▸ **DO THIS**
Can you quote all of the records below word for word, leaving the pictures out of your answer?
== LISTED RECORDS
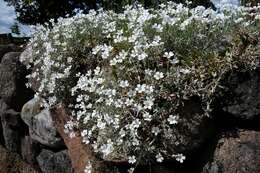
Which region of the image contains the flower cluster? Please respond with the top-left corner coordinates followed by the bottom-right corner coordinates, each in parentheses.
top-left (21, 2), bottom-right (260, 172)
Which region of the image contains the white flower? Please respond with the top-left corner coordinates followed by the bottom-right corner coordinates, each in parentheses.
top-left (128, 156), bottom-right (136, 164)
top-left (152, 23), bottom-right (163, 32)
top-left (100, 139), bottom-right (114, 156)
top-left (172, 154), bottom-right (186, 163)
top-left (119, 80), bottom-right (129, 88)
top-left (163, 51), bottom-right (174, 59)
top-left (152, 127), bottom-right (160, 136)
top-left (180, 68), bottom-right (190, 74)
top-left (135, 84), bottom-right (146, 93)
top-left (153, 72), bottom-right (164, 80)
top-left (167, 115), bottom-right (179, 124)
top-left (127, 168), bottom-right (135, 173)
top-left (84, 162), bottom-right (92, 173)
top-left (143, 112), bottom-right (152, 121)
top-left (155, 153), bottom-right (164, 162)
top-left (137, 52), bottom-right (148, 61)
top-left (144, 97), bottom-right (154, 109)
top-left (110, 58), bottom-right (117, 66)
top-left (170, 58), bottom-right (180, 64)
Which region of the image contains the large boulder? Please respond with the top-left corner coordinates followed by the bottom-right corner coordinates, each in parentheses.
top-left (0, 52), bottom-right (33, 112)
top-left (223, 68), bottom-right (260, 120)
top-left (203, 131), bottom-right (260, 173)
top-left (21, 97), bottom-right (64, 148)
top-left (51, 105), bottom-right (119, 173)
top-left (0, 145), bottom-right (37, 173)
top-left (37, 149), bottom-right (73, 173)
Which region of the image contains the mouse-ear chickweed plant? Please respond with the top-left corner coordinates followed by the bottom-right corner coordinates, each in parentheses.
top-left (21, 2), bottom-right (260, 172)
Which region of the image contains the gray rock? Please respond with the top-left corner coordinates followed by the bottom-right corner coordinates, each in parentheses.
top-left (21, 136), bottom-right (40, 167)
top-left (0, 145), bottom-right (38, 173)
top-left (223, 70), bottom-right (260, 119)
top-left (0, 52), bottom-right (33, 112)
top-left (37, 149), bottom-right (73, 173)
top-left (0, 44), bottom-right (21, 61)
top-left (21, 98), bottom-right (64, 148)
top-left (0, 100), bottom-right (21, 153)
top-left (203, 131), bottom-right (260, 173)
top-left (166, 98), bottom-right (215, 154)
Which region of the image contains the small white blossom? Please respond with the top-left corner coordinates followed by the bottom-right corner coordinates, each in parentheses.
top-left (155, 153), bottom-right (164, 162)
top-left (128, 156), bottom-right (136, 164)
top-left (163, 51), bottom-right (174, 59)
top-left (154, 72), bottom-right (164, 80)
top-left (172, 154), bottom-right (186, 163)
top-left (167, 115), bottom-right (179, 124)
top-left (119, 80), bottom-right (129, 88)
top-left (152, 127), bottom-right (161, 136)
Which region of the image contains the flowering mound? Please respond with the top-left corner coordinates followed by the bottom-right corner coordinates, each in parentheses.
top-left (21, 2), bottom-right (260, 172)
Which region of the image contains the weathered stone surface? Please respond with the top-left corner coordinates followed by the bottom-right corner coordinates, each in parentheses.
top-left (223, 69), bottom-right (260, 119)
top-left (203, 131), bottom-right (260, 173)
top-left (0, 44), bottom-right (21, 61)
top-left (0, 145), bottom-right (37, 173)
top-left (21, 136), bottom-right (40, 167)
top-left (0, 100), bottom-right (21, 153)
top-left (0, 52), bottom-right (33, 112)
top-left (21, 98), bottom-right (63, 148)
top-left (37, 149), bottom-right (73, 173)
top-left (166, 98), bottom-right (214, 154)
top-left (51, 105), bottom-right (117, 173)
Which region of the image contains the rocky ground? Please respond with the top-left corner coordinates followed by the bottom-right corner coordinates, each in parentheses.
top-left (0, 35), bottom-right (260, 173)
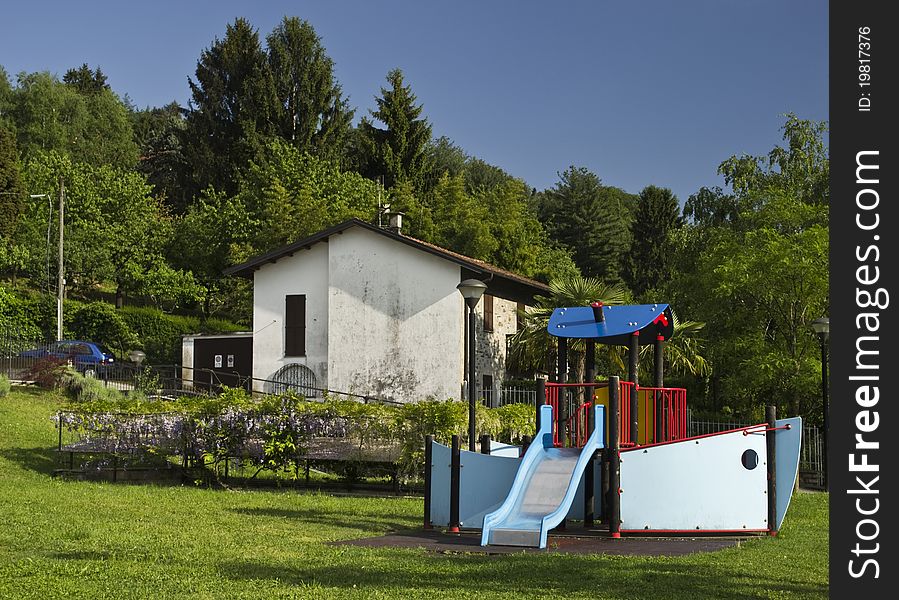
====
▸ **REPLY**
Which region of the image contains the flower cluster? Please respond with the top-left corner coordinates followed by the bottom-right corner coordinates, each in parentheses.
top-left (21, 2), bottom-right (260, 172)
Which region of the image contains the white flower? Please respond with the top-left corner coordinates followed by the bottom-right corner coordinates, each in parentheses.
top-left (128, 156), bottom-right (136, 164)
top-left (152, 23), bottom-right (163, 32)
top-left (100, 139), bottom-right (114, 156)
top-left (172, 154), bottom-right (186, 163)
top-left (119, 80), bottom-right (129, 88)
top-left (163, 51), bottom-right (174, 59)
top-left (152, 127), bottom-right (160, 136)
top-left (180, 68), bottom-right (190, 74)
top-left (135, 84), bottom-right (146, 93)
top-left (153, 72), bottom-right (164, 80)
top-left (167, 115), bottom-right (179, 124)
top-left (127, 168), bottom-right (135, 173)
top-left (84, 162), bottom-right (92, 173)
top-left (143, 112), bottom-right (152, 121)
top-left (155, 153), bottom-right (164, 162)
top-left (137, 52), bottom-right (148, 61)
top-left (144, 97), bottom-right (154, 109)
top-left (110, 58), bottom-right (117, 66)
top-left (170, 58), bottom-right (180, 64)
Which region of the image contains the large boulder? Please respond with the top-left corner coordinates followed by the bottom-right corner coordinates, each in parentheses.
top-left (0, 52), bottom-right (33, 112)
top-left (223, 68), bottom-right (260, 120)
top-left (203, 131), bottom-right (260, 173)
top-left (21, 97), bottom-right (64, 148)
top-left (51, 105), bottom-right (119, 173)
top-left (0, 145), bottom-right (37, 173)
top-left (37, 149), bottom-right (73, 173)
Which region of the image contains the mouse-ear chickweed plant? Please respond with the top-left corner coordinates followed by the bottom-right corner coordinates, each in parentheses.
top-left (21, 2), bottom-right (260, 172)
Which region of the image contains the gray rock? Please respond with the top-left corner coordinates followed by the bottom-right corner coordinates, each in parentheses.
top-left (21, 136), bottom-right (40, 167)
top-left (0, 145), bottom-right (38, 173)
top-left (223, 70), bottom-right (260, 119)
top-left (0, 52), bottom-right (33, 112)
top-left (37, 149), bottom-right (73, 173)
top-left (0, 44), bottom-right (21, 61)
top-left (21, 98), bottom-right (64, 148)
top-left (0, 100), bottom-right (21, 153)
top-left (203, 131), bottom-right (260, 173)
top-left (166, 98), bottom-right (215, 154)
Which region of the image contains the small white blossom? Please respond with the top-left corner coordinates followed by the bottom-right corner coordinates, each in parentheses.
top-left (155, 153), bottom-right (164, 162)
top-left (128, 156), bottom-right (136, 164)
top-left (163, 51), bottom-right (174, 59)
top-left (154, 72), bottom-right (164, 80)
top-left (172, 154), bottom-right (186, 163)
top-left (167, 115), bottom-right (179, 124)
top-left (119, 80), bottom-right (129, 88)
top-left (152, 127), bottom-right (161, 136)
Which region of the image contains the flowering mound? Please respond with the top-left corner coordinates followed by the bottom-right corner coordinates, each in parentheses.
top-left (21, 2), bottom-right (260, 172)
Which region of the image contains the weathered stone surface? Please respond with the top-left corner coordinates followed by the bottom-right corner coordinates, each in parentheses.
top-left (223, 69), bottom-right (260, 119)
top-left (203, 131), bottom-right (260, 173)
top-left (0, 44), bottom-right (21, 61)
top-left (0, 145), bottom-right (37, 173)
top-left (21, 136), bottom-right (40, 167)
top-left (0, 100), bottom-right (21, 153)
top-left (0, 52), bottom-right (33, 112)
top-left (21, 98), bottom-right (63, 148)
top-left (37, 149), bottom-right (73, 173)
top-left (166, 98), bottom-right (214, 154)
top-left (51, 105), bottom-right (117, 173)
Which region of the image contains the rocky ground? Please respond with the top-left corner coordinates followed by the bottom-right corner coordinates, each in parentheses.
top-left (0, 35), bottom-right (260, 173)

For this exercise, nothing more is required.